Problem
What follows is a set of records; restate each one word for word and drop the pictures.

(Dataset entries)

====

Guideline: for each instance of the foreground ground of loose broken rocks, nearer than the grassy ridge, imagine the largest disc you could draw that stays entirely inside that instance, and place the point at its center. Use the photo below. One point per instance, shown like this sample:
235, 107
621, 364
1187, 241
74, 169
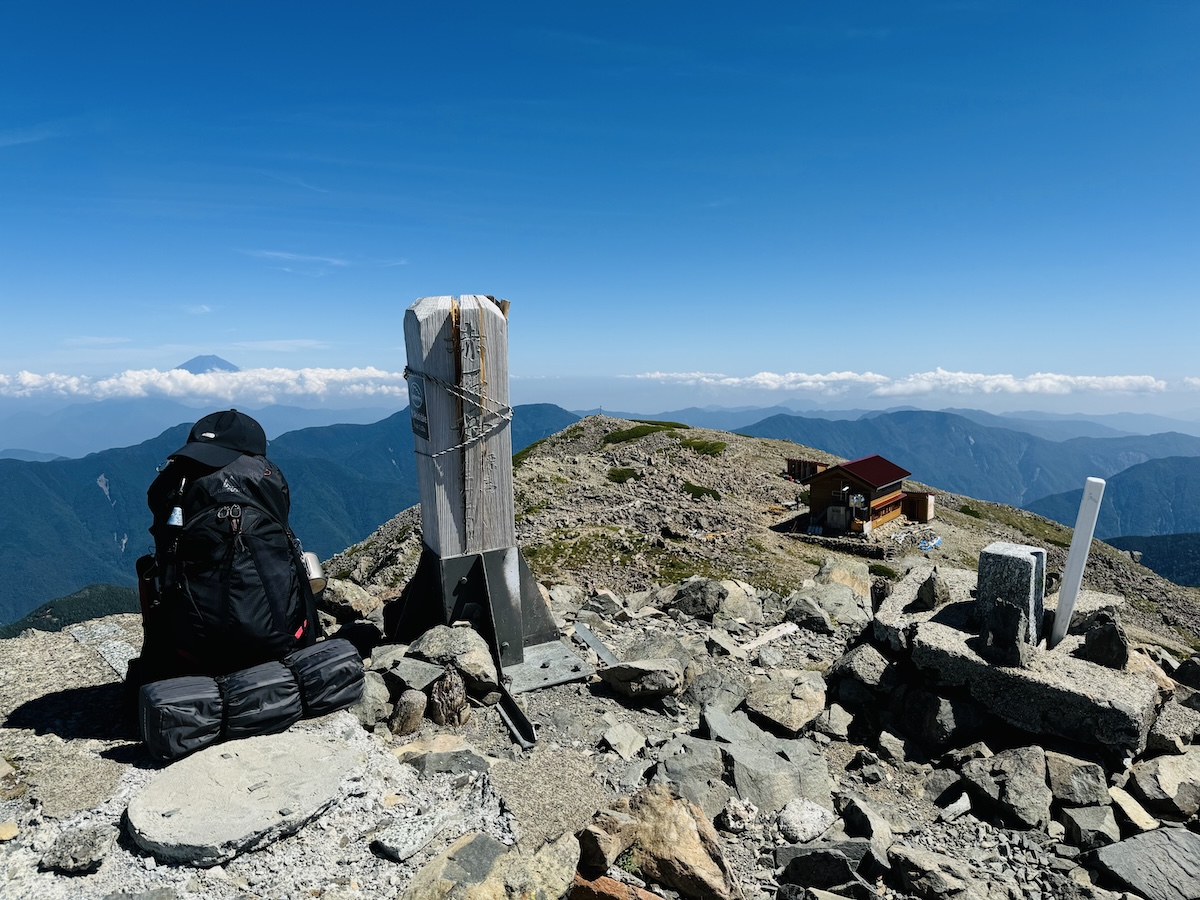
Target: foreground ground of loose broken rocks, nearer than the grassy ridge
735, 743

====

Solved problem
Guideline: for each instance of the foreground ground of loose broken rocks, nearer than the grassy ridge, imagine the largest disc you could draw that stays entirely inside that instance, and place the point at its center. Use the photo below. One point per instance, shown like this sample:
235, 107
621, 364
1187, 241
74, 169
Target: foreground ground of loose broken rocks, nearer than the grassy ridge
735, 743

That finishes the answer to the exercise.